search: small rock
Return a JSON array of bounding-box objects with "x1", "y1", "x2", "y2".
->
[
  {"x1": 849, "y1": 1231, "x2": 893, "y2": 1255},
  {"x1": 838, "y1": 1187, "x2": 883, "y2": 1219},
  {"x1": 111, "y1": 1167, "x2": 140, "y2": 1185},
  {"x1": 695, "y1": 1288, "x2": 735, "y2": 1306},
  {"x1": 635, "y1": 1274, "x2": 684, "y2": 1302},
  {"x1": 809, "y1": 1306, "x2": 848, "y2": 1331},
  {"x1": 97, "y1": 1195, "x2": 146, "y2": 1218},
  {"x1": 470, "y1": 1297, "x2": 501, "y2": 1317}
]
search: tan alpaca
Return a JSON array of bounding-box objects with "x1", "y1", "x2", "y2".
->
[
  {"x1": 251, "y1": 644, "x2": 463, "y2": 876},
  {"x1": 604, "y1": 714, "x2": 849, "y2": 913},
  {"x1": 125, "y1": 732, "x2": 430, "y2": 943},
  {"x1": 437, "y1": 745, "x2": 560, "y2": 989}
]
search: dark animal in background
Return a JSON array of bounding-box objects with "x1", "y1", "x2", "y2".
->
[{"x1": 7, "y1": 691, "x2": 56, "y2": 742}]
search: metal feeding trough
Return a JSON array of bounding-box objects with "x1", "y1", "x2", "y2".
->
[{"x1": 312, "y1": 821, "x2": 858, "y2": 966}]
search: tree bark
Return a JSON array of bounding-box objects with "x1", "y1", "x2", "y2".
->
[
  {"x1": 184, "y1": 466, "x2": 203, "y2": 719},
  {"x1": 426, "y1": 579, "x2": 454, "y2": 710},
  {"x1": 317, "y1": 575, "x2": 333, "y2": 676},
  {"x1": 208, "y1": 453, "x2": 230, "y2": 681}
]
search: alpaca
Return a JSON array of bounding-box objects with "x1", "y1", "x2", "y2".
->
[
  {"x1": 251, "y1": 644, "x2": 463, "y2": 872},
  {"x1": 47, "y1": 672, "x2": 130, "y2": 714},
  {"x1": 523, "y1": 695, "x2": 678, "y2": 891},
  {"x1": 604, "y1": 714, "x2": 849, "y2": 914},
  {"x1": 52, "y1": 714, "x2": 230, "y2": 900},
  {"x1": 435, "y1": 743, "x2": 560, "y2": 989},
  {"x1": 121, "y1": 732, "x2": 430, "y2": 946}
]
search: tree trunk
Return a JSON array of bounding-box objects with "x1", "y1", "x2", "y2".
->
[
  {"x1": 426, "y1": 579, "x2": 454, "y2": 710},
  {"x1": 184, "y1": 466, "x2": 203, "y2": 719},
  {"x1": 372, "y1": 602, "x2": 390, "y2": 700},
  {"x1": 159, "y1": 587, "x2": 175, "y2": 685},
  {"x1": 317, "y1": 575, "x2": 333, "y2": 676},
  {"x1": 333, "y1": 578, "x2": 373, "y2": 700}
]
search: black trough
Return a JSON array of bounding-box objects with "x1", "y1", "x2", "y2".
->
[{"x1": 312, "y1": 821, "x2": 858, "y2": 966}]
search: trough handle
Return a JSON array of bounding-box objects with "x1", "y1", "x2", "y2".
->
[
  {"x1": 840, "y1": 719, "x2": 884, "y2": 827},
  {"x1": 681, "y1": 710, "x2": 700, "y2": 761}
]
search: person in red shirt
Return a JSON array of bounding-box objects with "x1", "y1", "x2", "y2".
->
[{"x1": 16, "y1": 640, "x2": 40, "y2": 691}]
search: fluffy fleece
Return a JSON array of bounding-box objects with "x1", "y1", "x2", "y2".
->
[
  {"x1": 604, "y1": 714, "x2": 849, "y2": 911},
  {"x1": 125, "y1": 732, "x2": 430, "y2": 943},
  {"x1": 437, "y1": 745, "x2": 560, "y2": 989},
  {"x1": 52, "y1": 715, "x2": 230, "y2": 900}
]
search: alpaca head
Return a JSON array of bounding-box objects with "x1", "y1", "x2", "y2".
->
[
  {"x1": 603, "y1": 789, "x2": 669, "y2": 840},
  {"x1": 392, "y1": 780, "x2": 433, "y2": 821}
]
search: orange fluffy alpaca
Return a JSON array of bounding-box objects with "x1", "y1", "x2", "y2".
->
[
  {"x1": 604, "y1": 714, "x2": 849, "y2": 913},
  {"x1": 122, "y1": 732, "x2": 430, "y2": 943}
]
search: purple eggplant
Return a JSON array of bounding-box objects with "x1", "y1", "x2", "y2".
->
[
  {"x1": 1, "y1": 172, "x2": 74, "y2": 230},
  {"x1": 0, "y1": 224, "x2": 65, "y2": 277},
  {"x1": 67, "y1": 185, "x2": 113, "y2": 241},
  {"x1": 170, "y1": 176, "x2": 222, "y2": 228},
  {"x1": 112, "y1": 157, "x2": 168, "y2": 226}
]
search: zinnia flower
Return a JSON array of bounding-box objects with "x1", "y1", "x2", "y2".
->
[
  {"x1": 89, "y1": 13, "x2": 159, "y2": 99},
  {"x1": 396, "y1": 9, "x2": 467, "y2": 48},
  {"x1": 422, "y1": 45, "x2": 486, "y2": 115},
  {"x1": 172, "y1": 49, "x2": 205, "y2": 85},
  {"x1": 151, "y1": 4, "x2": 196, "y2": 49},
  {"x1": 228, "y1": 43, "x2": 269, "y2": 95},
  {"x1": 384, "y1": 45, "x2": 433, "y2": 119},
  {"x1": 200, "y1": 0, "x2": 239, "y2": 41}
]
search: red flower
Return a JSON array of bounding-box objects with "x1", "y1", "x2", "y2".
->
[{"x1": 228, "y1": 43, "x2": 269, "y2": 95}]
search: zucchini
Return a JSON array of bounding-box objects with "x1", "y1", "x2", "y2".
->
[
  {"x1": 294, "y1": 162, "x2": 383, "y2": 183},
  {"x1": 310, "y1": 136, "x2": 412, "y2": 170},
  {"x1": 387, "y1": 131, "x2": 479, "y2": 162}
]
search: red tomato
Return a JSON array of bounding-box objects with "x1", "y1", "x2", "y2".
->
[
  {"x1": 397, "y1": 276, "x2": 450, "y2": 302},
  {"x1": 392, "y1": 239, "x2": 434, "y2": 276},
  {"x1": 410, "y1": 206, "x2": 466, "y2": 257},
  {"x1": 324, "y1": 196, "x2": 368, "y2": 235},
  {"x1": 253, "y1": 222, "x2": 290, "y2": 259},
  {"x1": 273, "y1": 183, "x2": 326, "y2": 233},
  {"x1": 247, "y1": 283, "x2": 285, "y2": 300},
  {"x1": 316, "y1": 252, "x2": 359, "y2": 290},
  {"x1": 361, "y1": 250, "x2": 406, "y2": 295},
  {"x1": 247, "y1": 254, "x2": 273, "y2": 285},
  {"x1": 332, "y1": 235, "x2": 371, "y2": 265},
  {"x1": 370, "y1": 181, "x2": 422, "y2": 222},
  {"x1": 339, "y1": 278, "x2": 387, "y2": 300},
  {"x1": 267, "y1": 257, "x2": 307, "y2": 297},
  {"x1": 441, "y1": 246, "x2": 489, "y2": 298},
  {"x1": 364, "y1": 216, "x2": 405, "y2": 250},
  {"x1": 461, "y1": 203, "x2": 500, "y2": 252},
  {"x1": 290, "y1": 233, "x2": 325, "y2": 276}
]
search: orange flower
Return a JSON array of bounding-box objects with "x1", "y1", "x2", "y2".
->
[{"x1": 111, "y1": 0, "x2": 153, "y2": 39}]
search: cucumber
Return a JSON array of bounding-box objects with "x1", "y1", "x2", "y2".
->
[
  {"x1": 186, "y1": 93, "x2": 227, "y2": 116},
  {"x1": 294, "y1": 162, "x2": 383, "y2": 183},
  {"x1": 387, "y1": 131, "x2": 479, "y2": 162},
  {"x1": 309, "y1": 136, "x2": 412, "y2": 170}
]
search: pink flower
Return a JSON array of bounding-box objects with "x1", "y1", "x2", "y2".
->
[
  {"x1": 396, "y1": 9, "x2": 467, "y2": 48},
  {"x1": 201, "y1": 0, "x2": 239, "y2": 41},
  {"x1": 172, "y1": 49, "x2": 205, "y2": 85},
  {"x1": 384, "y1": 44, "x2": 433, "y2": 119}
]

■ ■ ■ ■ ■ ■ ■

▶ **AIM OF THE TASK**
Revise the material from the line that has "search: pink flower" through the end, putting "bounding boxes" in place of "bounding-box objects" and leaving everything else as it is.

▶ **EXERCISE SOLUTION**
search: pink flower
Return a JSON array of bounding boxes with "x1", "y1", "x2", "y2".
->
[
  {"x1": 396, "y1": 9, "x2": 467, "y2": 48},
  {"x1": 201, "y1": 0, "x2": 239, "y2": 41},
  {"x1": 172, "y1": 49, "x2": 205, "y2": 85},
  {"x1": 384, "y1": 44, "x2": 433, "y2": 119}
]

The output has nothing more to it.